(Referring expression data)
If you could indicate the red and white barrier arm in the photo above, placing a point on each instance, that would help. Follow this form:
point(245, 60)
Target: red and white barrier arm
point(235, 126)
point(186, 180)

- TASK DETAILS: Please write out the data again exactly as it stands.

- ANSWER BELOW:
If you could indicate the red and white barrier arm in the photo above, placing a point on each instance, that would help. Follow this form:
point(245, 60)
Target: red and white barrier arm
point(235, 126)
point(186, 180)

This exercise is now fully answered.